WHAT YOU WILL DO:
Please edit the rows below by replacing "shaped like" with "formatted like" wherever it occurs, leaving everything else unchanged. Omit the pictures from your answer.

Collected data:
---*---
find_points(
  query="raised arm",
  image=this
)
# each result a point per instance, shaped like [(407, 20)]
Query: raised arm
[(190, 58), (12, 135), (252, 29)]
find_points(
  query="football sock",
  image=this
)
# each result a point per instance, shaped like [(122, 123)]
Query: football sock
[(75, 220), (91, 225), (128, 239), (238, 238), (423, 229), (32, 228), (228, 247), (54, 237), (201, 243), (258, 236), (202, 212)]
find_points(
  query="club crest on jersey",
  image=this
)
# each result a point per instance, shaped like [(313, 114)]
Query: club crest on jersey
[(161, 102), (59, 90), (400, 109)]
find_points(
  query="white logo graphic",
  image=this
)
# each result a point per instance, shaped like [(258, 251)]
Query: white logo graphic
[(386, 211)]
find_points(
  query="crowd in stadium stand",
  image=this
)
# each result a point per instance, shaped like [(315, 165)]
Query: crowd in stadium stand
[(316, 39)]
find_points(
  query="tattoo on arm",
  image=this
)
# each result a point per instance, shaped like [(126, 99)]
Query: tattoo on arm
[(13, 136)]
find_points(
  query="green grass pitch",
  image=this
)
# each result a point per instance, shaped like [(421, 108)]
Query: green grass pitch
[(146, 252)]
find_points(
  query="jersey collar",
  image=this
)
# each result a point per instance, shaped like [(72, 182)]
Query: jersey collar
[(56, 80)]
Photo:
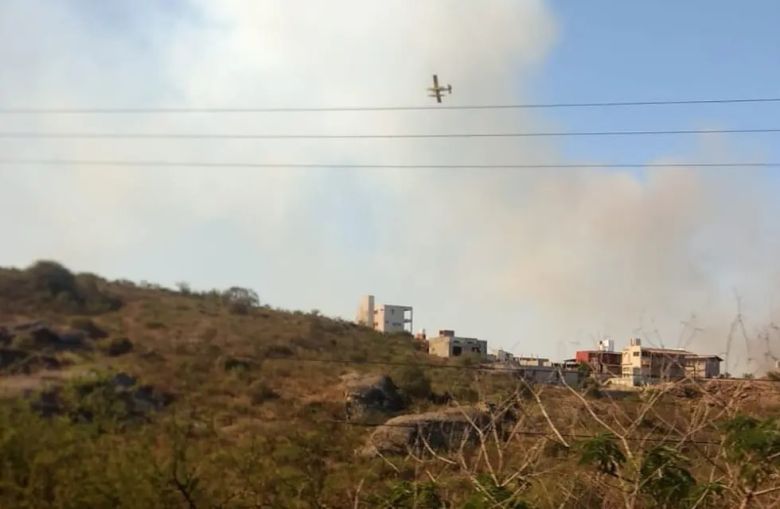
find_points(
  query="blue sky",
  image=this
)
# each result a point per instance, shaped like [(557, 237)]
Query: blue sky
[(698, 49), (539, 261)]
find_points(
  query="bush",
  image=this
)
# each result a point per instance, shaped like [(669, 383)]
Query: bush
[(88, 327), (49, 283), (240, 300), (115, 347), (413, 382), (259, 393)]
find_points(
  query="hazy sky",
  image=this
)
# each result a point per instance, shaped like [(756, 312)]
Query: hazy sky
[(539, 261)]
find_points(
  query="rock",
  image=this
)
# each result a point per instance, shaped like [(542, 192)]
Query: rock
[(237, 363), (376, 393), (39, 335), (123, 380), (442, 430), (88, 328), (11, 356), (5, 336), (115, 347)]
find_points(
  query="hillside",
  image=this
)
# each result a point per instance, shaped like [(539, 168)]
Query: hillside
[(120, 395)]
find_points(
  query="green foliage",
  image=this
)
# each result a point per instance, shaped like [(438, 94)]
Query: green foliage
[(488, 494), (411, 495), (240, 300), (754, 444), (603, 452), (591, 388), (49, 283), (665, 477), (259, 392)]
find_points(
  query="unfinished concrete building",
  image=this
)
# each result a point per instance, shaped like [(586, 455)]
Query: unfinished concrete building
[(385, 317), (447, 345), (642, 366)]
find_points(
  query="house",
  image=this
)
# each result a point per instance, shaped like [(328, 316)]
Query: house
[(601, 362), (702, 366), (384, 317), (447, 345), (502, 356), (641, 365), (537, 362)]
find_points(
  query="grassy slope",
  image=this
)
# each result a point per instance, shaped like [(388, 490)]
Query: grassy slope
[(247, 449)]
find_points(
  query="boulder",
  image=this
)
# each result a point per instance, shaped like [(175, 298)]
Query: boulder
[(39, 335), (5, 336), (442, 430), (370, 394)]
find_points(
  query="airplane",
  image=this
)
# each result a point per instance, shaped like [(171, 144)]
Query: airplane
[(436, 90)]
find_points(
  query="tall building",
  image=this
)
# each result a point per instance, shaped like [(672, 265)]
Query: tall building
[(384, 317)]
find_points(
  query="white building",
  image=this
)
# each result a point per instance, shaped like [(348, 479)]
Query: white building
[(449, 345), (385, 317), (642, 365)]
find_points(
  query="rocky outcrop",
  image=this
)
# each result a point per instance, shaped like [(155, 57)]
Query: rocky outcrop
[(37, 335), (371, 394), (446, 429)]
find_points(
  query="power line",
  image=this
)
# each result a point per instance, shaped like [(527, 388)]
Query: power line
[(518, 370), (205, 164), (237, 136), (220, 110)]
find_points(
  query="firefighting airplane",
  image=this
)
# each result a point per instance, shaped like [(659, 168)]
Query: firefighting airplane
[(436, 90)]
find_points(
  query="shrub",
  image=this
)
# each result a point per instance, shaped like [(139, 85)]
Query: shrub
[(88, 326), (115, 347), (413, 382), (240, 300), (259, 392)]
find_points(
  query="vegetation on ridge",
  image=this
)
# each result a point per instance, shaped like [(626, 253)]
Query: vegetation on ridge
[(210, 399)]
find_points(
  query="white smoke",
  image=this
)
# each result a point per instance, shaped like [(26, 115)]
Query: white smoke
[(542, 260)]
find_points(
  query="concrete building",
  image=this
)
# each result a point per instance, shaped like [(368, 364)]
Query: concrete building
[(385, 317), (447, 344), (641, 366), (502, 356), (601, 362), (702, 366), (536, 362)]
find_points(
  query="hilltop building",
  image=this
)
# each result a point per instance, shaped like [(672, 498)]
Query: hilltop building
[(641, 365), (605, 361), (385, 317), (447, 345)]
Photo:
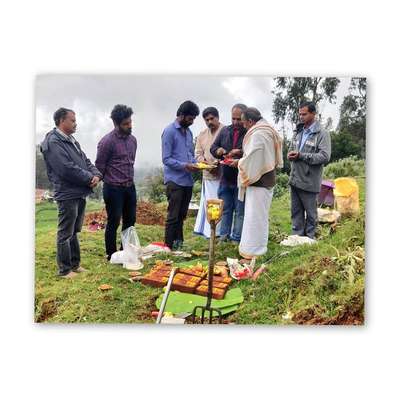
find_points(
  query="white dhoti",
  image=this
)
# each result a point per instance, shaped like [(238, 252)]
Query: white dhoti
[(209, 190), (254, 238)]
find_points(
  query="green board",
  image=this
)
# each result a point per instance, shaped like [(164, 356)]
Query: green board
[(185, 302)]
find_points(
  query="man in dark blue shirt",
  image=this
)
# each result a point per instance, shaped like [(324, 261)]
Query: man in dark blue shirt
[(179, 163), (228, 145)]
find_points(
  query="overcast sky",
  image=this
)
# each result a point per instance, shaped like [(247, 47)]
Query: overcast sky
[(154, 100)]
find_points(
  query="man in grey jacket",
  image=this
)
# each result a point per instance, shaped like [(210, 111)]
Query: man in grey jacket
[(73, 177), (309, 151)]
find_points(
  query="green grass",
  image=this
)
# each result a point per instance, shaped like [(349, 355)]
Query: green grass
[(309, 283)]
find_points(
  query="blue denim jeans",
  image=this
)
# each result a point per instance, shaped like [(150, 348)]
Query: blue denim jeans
---*---
EXERCISE ANSWER:
find_points(
  query="raised arm",
  image=this
)
# each result a point per instance, formatted like [(407, 20)]
Query: raised arm
[(190, 58), (12, 135), (252, 29)]
find_points(
  query="football sock",
  image=this
)
# each result a point per instance, formatted like [(122, 123)]
Query: football sock
[(75, 220), (91, 225), (128, 239), (238, 238), (423, 229), (32, 228), (228, 247), (54, 237), (201, 243), (258, 236), (202, 212)]
find_points(
  query="club crest on jersey",
  image=this
)
# each result a point per instance, formatted like [(313, 114)]
Query: club crest on jersey
[(161, 102), (59, 90), (400, 109)]
find_points(
  query="white logo graphic",
  image=this
)
# each result a point per instance, formatted like [(258, 251)]
Query: white logo graphic
[(386, 211)]
find_points(
  query="crowd in stadium stand",
  image=this
)
# each result a point per instance, formatted like [(315, 165)]
Query: crowd in stadium stand
[(316, 39)]
find_points(
  query="tattoo on arm",
  image=this
)
# each result a point per instance, formatted like [(126, 99)]
Query: tattoo on arm
[(13, 136)]
find_points(
  query="green grass pitch",
  image=this
)
# each result a point per instance, formatted like [(421, 108)]
Query: green grass pitch
[(146, 252)]
find_points(
  query="jersey collar",
  image=this
)
# each result a point per instance, formatted like [(72, 182)]
Query: jersey collar
[(56, 80)]
Photo:
find_points(
  query="blue sky",
  image=this
)
# each result a point per instance, formatted like [(557, 237)]
Query: blue sky
[(698, 49), (539, 261)]
find_points(
  query="bush",
  image=this
)
# each result a point per instance, formatted like [(669, 383)]
Query: bush
[(88, 327), (49, 283), (240, 300), (115, 347), (413, 382), (259, 393)]
find_points(
  query="hazy sky",
  image=this
)
# each result a point per instance, formatted like [(756, 312)]
Query: hazy sky
[(539, 261)]
find_points(
  query="rock",
  image=this
)
# each result a point per instance, formatted like [(542, 192)]
Query: rock
[(237, 363), (376, 393), (39, 335), (123, 380), (442, 430), (88, 328), (11, 356), (5, 336), (115, 347)]
find_points(
  query="hillside",
  image=this
)
# each result a point per instance, formatted like [(539, 168)]
Query: hillside
[(120, 395)]
find_points(
  query="green foliage",
  image=this
)
# each result a point per instance, formatted like [(438, 94)]
Query: green foliage
[(488, 494), (411, 495), (240, 300), (754, 444), (603, 452), (591, 388), (49, 283), (665, 477), (259, 392)]
find_points(
  query="unfinished concrete building",
  image=this
)
# each result a point per instance, formatted like [(586, 455)]
Query: unfinished concrete building
[(385, 317), (447, 345), (642, 366)]
find_points(
  query="house",
  image=this
)
# each result a point per instance, formatted like [(328, 316)]
Query: house
[(601, 362), (702, 366), (384, 317), (447, 345), (502, 356), (641, 365), (537, 362)]
find_points(
  query="grassy slope",
  image=this
)
# each result a point per instance, formatted like [(388, 490)]
Query: grassy slope
[(247, 449)]
find_points(
  query="boulder",
  image=this
)
# each result a point per instance, formatted like [(175, 298)]
Query: boulder
[(39, 335), (5, 336), (442, 430), (370, 394)]
find_points(
  query="airplane",
  image=this
)
# each result a point per instance, formatted like [(171, 144)]
Query: airplane
[(436, 90)]
find_points(
  query="tall building",
  image=this
)
# each result a point per instance, formatted like [(672, 265)]
Query: tall building
[(384, 317)]
find_points(
  query="white building",
  image=this
)
# each result a point per instance, formatted like [(348, 479)]
Query: white building
[(449, 345), (385, 317), (642, 365)]
find_points(
  query="rocky outcrop",
  image=this
)
# each result a point per instance, formatted like [(155, 57)]
Query: rocky outcrop
[(37, 335), (371, 394), (446, 429)]
find_points(
  query="power line",
  image=this
)
# each result a point per instance, formatted like [(527, 388)]
Query: power line
[(518, 370), (205, 164), (237, 136), (220, 110)]
find_points(
  query="firefighting airplane",
  image=this
)
# each result a point per instance, formatted like [(659, 168)]
Query: firefighting airplane
[(436, 90)]
find_points(
  query="shrub",
  image=this
)
# each result a point per instance, formatted like [(139, 85)]
Query: shrub
[(88, 326), (115, 347), (413, 382), (240, 300), (259, 392)]
find_points(
  query="vegetation on ridge",
  image=this
)
# each result a point per instance, formatted like [(626, 253)]
Query: vegetation on ridge
[(210, 399)]
find_points(
  query="white smoke",
  image=this
)
# each result a point per instance, formatted like [(26, 115)]
Query: white smoke
[(542, 260)]
find_points(
  query="concrete building",
  image=this
)
# each result a point per instance, formatted like [(368, 364)]
Query: concrete building
[(385, 317), (447, 344), (641, 366), (502, 356), (601, 362), (702, 366), (536, 362)]
find_points(
  query="hilltop building",
  image=this
)
# each result a point per instance, formatted like [(672, 498)]
Query: hilltop building
[(641, 365), (605, 361), (385, 317), (447, 345)]
Photo:
find_points(
  query="white dhoti",
  image=this
)
# each result a point per instance, formatted like [(238, 252)]
Query: white dhoti
[(209, 190), (254, 238)]
find_points(
  query="green board",
  image=this
)
# each result a point per instance, formatted like [(164, 356)]
Query: green board
[(185, 302)]
find_points(
  query="man in dark blue shirt",
  image=this
)
# each result a point per instance, formatted like [(324, 261)]
Query: man in dark blue shirt
[(179, 163), (228, 145)]
find_points(
  query="overcast sky",
  image=this
)
# each result a point per instance, formatted like [(247, 47)]
Query: overcast sky
[(154, 100)]
find_points(
  query="man in grey jacket",
  image=this
)
# each result a point per instance, formatted like [(210, 111)]
Query: man in grey jacket
[(73, 177), (309, 151)]
find_points(
  query="green grass",
  image=this
)
# each result a point per instance, formatted like [(349, 355)]
Query: green grass
[(309, 283)]
find_points(
  query="blue denim jeans",
  image=this
)
# each result a point per instance, formatted like [(150, 348)]
Query: blue denim jeans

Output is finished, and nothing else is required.